**To be done**
Render every line of the rows below as a Markdown table with two columns, Line No. and Content, giving each line its number and its text and skipping blank lines.

[Point labeling rows]
○ ○ ○ ○ ○

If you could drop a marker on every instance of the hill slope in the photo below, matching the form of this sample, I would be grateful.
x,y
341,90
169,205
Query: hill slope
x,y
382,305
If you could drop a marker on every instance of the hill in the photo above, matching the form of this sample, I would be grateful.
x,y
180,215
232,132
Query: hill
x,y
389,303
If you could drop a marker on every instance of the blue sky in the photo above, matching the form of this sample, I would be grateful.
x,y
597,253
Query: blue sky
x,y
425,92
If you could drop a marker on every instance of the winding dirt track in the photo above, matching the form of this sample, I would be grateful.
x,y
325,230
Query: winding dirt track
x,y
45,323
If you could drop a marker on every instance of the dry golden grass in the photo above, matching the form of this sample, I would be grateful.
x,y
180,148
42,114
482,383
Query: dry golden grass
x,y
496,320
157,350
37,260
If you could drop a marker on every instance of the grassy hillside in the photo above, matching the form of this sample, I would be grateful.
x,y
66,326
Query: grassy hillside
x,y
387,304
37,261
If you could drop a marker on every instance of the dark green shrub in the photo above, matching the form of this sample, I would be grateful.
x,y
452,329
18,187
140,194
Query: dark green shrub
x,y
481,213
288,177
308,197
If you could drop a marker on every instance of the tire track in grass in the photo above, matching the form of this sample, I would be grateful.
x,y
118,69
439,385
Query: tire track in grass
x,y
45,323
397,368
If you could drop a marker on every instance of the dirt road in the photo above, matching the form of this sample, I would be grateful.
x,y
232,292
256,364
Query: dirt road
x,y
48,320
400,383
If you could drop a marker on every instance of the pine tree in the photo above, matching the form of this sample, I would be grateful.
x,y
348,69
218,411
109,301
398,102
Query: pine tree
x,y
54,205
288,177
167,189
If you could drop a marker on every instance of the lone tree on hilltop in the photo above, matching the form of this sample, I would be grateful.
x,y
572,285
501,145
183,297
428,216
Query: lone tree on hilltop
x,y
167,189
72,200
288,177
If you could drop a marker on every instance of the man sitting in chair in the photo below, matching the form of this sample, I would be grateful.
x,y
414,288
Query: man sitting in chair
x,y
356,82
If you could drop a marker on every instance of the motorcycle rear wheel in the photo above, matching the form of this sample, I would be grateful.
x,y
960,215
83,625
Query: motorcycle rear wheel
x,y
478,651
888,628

○ ○ ○ ○ ○

**Result of the exercise**
| Line No. | Content |
|---|---|
| 1 | If you could drop a marker on every instance of the hill slope in the photo below, matching the form of this sample, I would be grateful. |
| 2 | x,y |
| 3 | 341,90 |
| 4 | 169,205 |
| 5 | Query: hill slope |
| 6 | x,y |
| 7 | 382,305 |
| 8 | If you could drop a marker on every instance of the hill in the photo above, matching the form of this sample, I would be grateful. |
| 9 | x,y |
| 10 | 180,215 |
| 11 | 232,132 |
| 12 | Query: hill |
| 13 | x,y |
| 14 | 389,303 |
| 15 | If you could drop a marker on every instance of the blue sky in the photo above, matching the form of this sample, I would be grateful. |
| 16 | x,y |
| 17 | 597,253 |
| 18 | Query: blue sky |
| 19 | x,y |
| 20 | 425,92 |
| 21 | If you could drop a marker on every instance of the winding dirt track in the photo above, matching the form of this sample, I would be grateful. |
| 22 | x,y |
| 23 | 325,230 |
| 24 | Query: winding dirt track |
| 25 | x,y |
| 26 | 45,323 |
| 27 | If you could drop a marker on every instance of the dry golden grass in the photo above, matching the form of this sample, I would be grateful. |
| 28 | x,y |
| 29 | 180,148 |
| 30 | 42,114 |
| 31 | 482,383 |
| 32 | Query: dry golden grass |
| 33 | x,y |
| 34 | 496,320 |
| 35 | 157,350 |
| 36 | 37,260 |
| 37 | If you could drop a marker on every instance of the grassy hillside in the photo above, matching the form of this sample, I would be grateful. |
| 38 | x,y |
| 39 | 66,326 |
| 40 | Query: grassy hillside |
| 41 | x,y |
| 42 | 387,304 |
| 43 | 37,261 |
| 44 | If you could drop a marker on every instance of the dark green shrub in the photo above, matching the form of this sample, I would be grateful. |
| 45 | x,y |
| 46 | 452,329 |
| 47 | 18,187 |
| 48 | 140,194 |
| 49 | Query: dark green shrub |
| 50 | x,y |
| 51 | 481,213 |
| 52 | 288,177 |
| 53 | 308,197 |
| 54 | If you could drop a marker on every instance of the tire track in grass in the photo above, matching the form of this sample, I would be grateful. |
| 55 | x,y |
| 56 | 118,69 |
| 57 | 439,385 |
| 58 | Query: tire track in grass |
| 59 | x,y |
| 60 | 45,323 |
| 61 | 397,368 |
| 62 | If you could drop a marker on every instance of the dirt road in the photo above, matching the form of this sample, I would be grateful. |
| 63 | x,y |
| 64 | 232,292 |
| 65 | 256,364 |
| 66 | Query: dirt road |
| 67 | x,y |
| 68 | 48,320 |
| 69 | 400,383 |
| 70 | If you could drop a marker on every instance of the pine tree in the photo above, matching the form of this sample, I would be grateful. |
| 71 | x,y |
| 72 | 348,69 |
| 73 | 218,411 |
| 74 | 109,301 |
| 75 | 398,102 |
| 76 | Query: pine tree |
| 77 | x,y |
| 78 | 54,205 |
| 79 | 288,177 |
| 80 | 167,189 |
| 81 | If you could drop a marker on every instance of the lone tree on hilltop in the photo above, matching the form of this sample, I would be grateful. |
| 82 | x,y |
| 83 | 572,285 |
| 84 | 501,145 |
| 85 | 183,297 |
| 86 | 428,216 |
| 87 | Query: lone tree on hilltop |
| 88 | x,y |
| 89 | 167,189 |
| 90 | 72,200 |
| 91 | 288,177 |
| 92 | If you could drop a marker on every instance of the man sitting in chair in the photo below, matching the form of this sample, I would be grateful. |
| 93 | x,y |
| 94 | 414,288 |
| 95 | Query: man sitting in chair |
| 96 | x,y |
| 97 | 356,82 |
| 98 | If you could drop a marker on every instance of the motorcycle rear wheel in the photo above, matching the form of this sample, I would be grateful. |
| 99 | x,y |
| 100 | 960,215 |
| 101 | 83,625 |
| 102 | Query: motorcycle rear wheel |
| 103 | x,y |
| 104 | 478,651 |
| 105 | 888,628 |